:: Records supplied

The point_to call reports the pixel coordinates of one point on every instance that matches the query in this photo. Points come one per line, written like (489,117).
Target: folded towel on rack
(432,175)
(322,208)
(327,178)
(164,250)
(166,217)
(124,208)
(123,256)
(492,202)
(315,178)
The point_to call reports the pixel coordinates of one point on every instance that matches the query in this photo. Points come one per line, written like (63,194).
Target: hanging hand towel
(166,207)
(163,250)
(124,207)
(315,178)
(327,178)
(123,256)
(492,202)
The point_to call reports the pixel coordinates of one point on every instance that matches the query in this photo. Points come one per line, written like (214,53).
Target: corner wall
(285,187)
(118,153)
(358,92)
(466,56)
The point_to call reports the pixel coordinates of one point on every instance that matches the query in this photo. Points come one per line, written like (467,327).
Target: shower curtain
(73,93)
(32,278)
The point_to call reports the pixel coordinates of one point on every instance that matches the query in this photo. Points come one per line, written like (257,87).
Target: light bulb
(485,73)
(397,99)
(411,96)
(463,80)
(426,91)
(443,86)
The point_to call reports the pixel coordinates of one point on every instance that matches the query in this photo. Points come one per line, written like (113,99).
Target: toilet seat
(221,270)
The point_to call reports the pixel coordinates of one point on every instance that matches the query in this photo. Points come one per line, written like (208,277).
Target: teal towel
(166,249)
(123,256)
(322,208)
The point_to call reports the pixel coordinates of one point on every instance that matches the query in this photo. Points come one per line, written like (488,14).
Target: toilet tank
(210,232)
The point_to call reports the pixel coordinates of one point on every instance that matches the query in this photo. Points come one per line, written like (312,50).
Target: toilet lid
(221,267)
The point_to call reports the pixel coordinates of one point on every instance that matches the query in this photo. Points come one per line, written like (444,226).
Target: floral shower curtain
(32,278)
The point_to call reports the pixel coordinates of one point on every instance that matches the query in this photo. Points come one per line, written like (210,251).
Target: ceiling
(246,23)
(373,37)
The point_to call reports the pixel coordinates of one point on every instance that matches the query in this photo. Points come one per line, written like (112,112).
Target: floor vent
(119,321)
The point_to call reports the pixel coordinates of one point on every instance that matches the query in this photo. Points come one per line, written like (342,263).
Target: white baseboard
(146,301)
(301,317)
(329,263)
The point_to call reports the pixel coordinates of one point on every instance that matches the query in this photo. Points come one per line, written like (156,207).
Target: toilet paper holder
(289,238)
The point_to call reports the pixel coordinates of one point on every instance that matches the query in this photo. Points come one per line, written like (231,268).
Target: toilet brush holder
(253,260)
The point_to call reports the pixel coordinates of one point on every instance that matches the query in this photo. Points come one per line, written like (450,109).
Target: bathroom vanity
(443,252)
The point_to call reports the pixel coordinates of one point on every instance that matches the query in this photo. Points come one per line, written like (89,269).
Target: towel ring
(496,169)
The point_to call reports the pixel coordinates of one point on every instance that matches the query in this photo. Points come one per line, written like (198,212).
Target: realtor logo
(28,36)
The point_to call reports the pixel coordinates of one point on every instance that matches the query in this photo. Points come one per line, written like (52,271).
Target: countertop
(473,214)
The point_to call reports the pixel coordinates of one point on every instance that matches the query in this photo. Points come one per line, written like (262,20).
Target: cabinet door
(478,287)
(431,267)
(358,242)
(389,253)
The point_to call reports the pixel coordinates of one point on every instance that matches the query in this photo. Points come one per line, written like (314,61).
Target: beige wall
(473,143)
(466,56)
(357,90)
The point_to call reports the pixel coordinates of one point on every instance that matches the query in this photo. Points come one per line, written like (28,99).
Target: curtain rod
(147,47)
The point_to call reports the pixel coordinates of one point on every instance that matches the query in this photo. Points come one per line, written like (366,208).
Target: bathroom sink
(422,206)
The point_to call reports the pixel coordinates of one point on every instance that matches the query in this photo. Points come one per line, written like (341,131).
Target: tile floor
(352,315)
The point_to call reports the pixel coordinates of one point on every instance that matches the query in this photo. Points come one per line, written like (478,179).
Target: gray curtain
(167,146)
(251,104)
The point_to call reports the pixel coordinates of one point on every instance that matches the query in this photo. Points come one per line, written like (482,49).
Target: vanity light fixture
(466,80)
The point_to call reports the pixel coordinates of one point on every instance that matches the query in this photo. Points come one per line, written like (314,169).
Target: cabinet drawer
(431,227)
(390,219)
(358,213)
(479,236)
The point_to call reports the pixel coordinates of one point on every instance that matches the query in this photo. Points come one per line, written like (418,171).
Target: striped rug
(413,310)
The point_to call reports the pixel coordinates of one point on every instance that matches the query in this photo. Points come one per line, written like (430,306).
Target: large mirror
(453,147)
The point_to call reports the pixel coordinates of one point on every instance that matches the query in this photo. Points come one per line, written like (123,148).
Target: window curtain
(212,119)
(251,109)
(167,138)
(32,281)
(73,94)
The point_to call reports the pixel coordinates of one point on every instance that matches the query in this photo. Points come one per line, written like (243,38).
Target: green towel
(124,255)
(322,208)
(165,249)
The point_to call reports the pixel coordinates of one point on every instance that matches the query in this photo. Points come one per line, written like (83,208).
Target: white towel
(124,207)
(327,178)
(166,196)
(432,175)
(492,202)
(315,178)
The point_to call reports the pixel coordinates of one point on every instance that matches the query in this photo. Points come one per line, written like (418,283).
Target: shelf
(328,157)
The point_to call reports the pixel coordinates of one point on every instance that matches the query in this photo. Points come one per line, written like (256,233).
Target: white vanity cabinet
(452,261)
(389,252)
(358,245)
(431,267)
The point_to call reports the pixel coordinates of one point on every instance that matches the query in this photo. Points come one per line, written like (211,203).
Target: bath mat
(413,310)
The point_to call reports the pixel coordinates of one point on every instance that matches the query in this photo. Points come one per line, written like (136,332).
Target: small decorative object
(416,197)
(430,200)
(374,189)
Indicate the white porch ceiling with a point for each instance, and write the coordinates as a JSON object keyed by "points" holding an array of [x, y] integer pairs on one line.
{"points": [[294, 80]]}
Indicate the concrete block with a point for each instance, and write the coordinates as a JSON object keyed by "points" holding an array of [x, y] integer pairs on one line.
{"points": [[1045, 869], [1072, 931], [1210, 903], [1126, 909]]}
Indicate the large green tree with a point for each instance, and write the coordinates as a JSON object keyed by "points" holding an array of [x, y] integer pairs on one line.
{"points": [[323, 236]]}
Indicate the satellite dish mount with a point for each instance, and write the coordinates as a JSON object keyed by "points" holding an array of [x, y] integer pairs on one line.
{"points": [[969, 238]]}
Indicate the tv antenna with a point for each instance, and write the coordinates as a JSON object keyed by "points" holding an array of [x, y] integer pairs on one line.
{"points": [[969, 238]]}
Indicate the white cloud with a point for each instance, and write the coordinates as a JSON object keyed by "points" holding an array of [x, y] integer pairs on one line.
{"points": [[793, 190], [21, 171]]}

::::

### What the task requires
Your answer should be the whole listing above, repeated exactly as it appears.

### Task result
The point_to call reports the pixel coordinates of one point on every instance that matches the query in this photo. Points come one per line, written like (489,117).
Target: folded towel on rack
(432,175)
(322,208)
(327,178)
(164,250)
(166,217)
(124,208)
(123,256)
(492,202)
(315,178)
The point_to call reports the pixel coordinates of one point on every instance that matches the query in this photo. Points come one per line, written like (63,194).
Target: hanging hand towel
(166,207)
(163,250)
(124,207)
(315,178)
(327,178)
(123,256)
(492,202)
The point_to call reports the pixel coordinates of one point on every instance that matches the query in this photo. Points come one per line, written like (214,53).
Target: corner wall
(285,187)
(118,153)
(358,92)
(466,56)
The point_to call reports the pixel coordinates of one point on every instance that matches the query in this photo. Points come one per line, written like (467,327).
Target: shower curtain
(73,93)
(32,278)
The point_to call reports the pixel coordinates of one point on every instance that matches the query in this photo. Points come one per line, written like (257,87).
Target: light bulb
(485,73)
(397,99)
(411,96)
(463,80)
(426,91)
(443,86)
The point_to call reports the pixel coordinates of one point on every instance that matches the query in this photo. Points come one per line, written like (113,99).
Target: toilet seat
(221,270)
The point_to call reports the pixel coordinates of one point on every instance that matches the query in this photo. Points come one per line, written like (208,277).
Target: teal towel
(166,249)
(123,256)
(322,208)
The point_to call reports the pixel coordinates of one point on every instance that matches the query in this photo. Points come one per line, written like (488,14).
Target: toilet tank
(210,232)
The point_to call reports the pixel coordinates of one point on every instance that matches the query in this photo. Points come one per line, written like (312,50).
Target: toilet lid
(221,267)
The point_to call reports the pixel coordinates of one point on every instance that matches the query in this photo. Points come one per line, written like (444,226).
Target: floral shower curtain
(32,278)
The point_to call reports the pixel coordinates of one point on every instance that matches the query in this photo. Points come one per line, written like (210,251).
Target: ceiling
(246,23)
(373,37)
The point_to call reports the pixel coordinates of one point on every instance that matches the query in this photo. Points come one per line, written like (112,112).
Target: floor vent
(119,321)
The point_to call reports the pixel coordinates of one point on every instance that matches the query in this photo. Points come one per line, written like (342,263).
Target: white baseboard
(146,301)
(301,317)
(329,263)
The point_to call reports the pixel coordinates of one point on every instance that matches the query in this photo. Points come one per line, written like (156,207).
Target: toilet paper holder
(289,238)
The point_to call reports the pixel coordinates of one point on every instance that matches the query in this photo. Points come one per line, written like (231,268).
Target: toilet brush holder
(253,260)
The point_to call reports the pixel coordinates of one point on every instance that matches the query in this photo. Points come one per line, written like (450,109).
Target: bathroom vanity
(443,252)
The point_to call reports the pixel coordinates of one point on every instance that matches the query in this photo. Points come one per line, written like (89,269).
Target: towel ring
(496,169)
The point_to call reports the pixel coordinates of one point on every instance that matches the query in this photo. Points come one per line, written like (198,212).
Target: realtor logo
(28,36)
The point_to call reports the pixel coordinates of one point on every instance that matches the query in this photo. Points come one per line, written like (52,271).
Target: countertop
(473,214)
The point_to call reports the pixel coordinates of one point on every instance that matches the query in this photo. Points come one per line, written like (262,20).
Target: cabinet door
(478,287)
(431,267)
(358,242)
(389,253)
The point_to call reports the pixel coordinates of one point on every instance that matches the query in this photo. Points come one per line, written like (314,61).
Target: beige wall
(473,143)
(466,56)
(357,90)
The point_to call reports the pixel coordinates of one point on every instance that matches the query in this photo. Points come one per line, written like (28,99).
Target: curtain rod
(147,47)
The point_to call reports the pixel coordinates of one point on every instance that matches the query in this photo. Points come one per line, written like (366,208).
Target: bathroom sink
(422,206)
The point_to call reports the pixel coordinates of one point on every instance that matches the query in this photo. Points come one per line, written like (341,131).
Target: tile floor
(352,315)
The point_to call reports the pixel coordinates of one point on every instance that matches the query in this photo. Points come one per line, written like (478,179).
Target: gray curtain
(167,146)
(251,104)
The point_to call reports the pixel coordinates of one point on every instance that matches the query in this photo. Points come one per line, written like (482,49).
Target: vanity light fixture
(466,80)
The point_to call reports the pixel coordinates of one point on every instance that matches the query in this photo. Points come one per line, written like (314,169).
Target: cabinet drawer
(431,227)
(390,219)
(358,213)
(479,236)
The point_to call reports the pixel coordinates of one point on every instance that matches the query in this photo. Points come one per line, written like (418,171).
Target: striped rug
(413,310)
The point_to call reports the pixel coordinates of one point on every instance that matches the query in this photo. Points come one per line, written like (430,306).
Target: large mirror
(453,147)
The point_to call reports the pixel coordinates of one point on every instance that matches the query in this photo. Points come one per line, written like (123,148).
Target: window curtain
(212,119)
(251,109)
(167,138)
(32,281)
(73,94)
The point_to call reports the pixel coordinates of one point on every instance that matches the query in this photo. Points come one per line, written like (243,38).
Target: green towel
(124,255)
(322,208)
(165,249)
The point_to call reports the pixel coordinates of one point on every instance that matches the query in this photo. Points come one per line, written like (83,208).
Target: white towel
(124,207)
(327,178)
(166,196)
(432,175)
(492,202)
(315,178)
The point_to call reports the pixel coordinates of one point on every instance that matches the query in this photo. Points come one per line, written like (418,283).
Target: shelf
(328,157)
The point_to call reports the pixel coordinates of one point on every instance that matches the query in this photo. Points come one per line, written like (256,233).
Target: white vanity cabinet
(452,261)
(389,252)
(358,245)
(431,267)
The point_to call reports the pixel coordinates of one point on every instance that matches the query in this photo. Points come one per line, written like (211,203).
Target: bath mat
(413,310)
The point_to call reports the pixel coordinates of one point on every instance that matches the query in this photo. Points come one per line, written like (136,332).
Target: small decorative object
(416,197)
(430,200)
(374,189)
Indicate the white porch ceiling with a point for each instance, and write the coordinates as a JSON object keyed by "points" holding an array of [x, y] integer pairs on one line.
{"points": [[294, 80]]}
Indicate the concrete block with a point for each instance, and write the coordinates as a JSON object keyed by "points" holding an array of [x, y] integer pairs on one line.
{"points": [[1045, 869], [1072, 931], [1210, 903], [1126, 909]]}
Indicate the large green tree with a point for each instance, and write the coordinates as a JSON object keyed by "points" holding an array of [x, y] integer pairs on one line.
{"points": [[323, 236]]}
Indicate the satellite dish mount with a point for each instance, and write the coordinates as a JSON object keyed by "points" holding an array of [x, y] integer pairs on one line.
{"points": [[969, 238]]}
Indicate the tv antenna with a point for each instance, and write the coordinates as a JSON object keyed by "points" holding an array of [x, y] integer pairs on one line.
{"points": [[969, 238]]}
Indicate the white cloud with a point for each instance, and write the coordinates as a JSON object keyed by "points" holding an array of [x, y] integer pairs on one line.
{"points": [[793, 190], [21, 171]]}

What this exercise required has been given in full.